▶ _Short problem_
Copy the listing below, starting at the line containing "Coach's film review — highlight every topiary" and ending at the line containing "(262, 156), (384, 313)", and swap "palace building" for "royal residence" while leaving everything else as it is.

++++ Listing

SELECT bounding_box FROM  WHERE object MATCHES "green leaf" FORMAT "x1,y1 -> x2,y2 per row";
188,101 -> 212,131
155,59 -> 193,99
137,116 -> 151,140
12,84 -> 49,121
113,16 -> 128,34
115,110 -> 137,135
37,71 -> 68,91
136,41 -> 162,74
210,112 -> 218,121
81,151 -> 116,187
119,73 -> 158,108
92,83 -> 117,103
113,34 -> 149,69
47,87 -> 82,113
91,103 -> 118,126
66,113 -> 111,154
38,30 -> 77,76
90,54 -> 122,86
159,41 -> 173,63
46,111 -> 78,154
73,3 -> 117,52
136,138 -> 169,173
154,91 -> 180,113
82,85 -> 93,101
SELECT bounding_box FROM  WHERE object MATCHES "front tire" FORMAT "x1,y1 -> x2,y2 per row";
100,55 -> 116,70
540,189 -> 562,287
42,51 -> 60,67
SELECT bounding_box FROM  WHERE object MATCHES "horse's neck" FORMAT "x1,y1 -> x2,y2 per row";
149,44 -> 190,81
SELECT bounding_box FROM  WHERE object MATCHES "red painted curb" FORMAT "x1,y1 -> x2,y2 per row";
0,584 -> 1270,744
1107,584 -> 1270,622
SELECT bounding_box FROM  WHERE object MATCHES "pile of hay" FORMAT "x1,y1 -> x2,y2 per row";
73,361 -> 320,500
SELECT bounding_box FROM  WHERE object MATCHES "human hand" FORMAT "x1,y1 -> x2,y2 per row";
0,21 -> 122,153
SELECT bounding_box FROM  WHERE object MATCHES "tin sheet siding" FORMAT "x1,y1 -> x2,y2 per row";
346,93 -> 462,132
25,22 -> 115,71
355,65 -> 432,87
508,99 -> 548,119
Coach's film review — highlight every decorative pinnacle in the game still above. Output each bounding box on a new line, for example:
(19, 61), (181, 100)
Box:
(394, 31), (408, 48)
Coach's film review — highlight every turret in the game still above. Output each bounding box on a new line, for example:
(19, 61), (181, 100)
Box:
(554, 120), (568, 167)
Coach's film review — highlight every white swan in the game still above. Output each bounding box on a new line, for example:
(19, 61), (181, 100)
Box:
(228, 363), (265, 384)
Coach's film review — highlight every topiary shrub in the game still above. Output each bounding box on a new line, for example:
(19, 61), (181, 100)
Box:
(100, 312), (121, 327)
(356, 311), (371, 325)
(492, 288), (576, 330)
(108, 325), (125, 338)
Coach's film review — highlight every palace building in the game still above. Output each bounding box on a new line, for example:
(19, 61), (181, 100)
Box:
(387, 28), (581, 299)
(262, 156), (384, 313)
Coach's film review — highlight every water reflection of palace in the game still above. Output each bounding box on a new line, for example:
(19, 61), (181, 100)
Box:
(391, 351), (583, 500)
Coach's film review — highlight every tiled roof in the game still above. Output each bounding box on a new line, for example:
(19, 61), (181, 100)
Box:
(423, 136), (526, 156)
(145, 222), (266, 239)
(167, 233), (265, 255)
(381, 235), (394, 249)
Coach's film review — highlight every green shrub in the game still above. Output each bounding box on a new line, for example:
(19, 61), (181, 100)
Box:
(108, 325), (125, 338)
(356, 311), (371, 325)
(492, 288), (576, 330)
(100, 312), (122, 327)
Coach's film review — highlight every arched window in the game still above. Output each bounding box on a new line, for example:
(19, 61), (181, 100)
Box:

++++++++

▶ _Result_
Coach's film review — highlight every topiary shrub in the game still above. Output each bounding box on a new line, for example:
(19, 61), (181, 100)
Box:
(100, 312), (121, 327)
(356, 311), (371, 325)
(492, 288), (576, 330)
(108, 325), (125, 338)
Coach's film review — highlight every royal residence in the game still above. Output each bounding box on a new line, for example:
(19, 61), (181, 100)
Box:
(387, 28), (581, 299)
(262, 156), (384, 313)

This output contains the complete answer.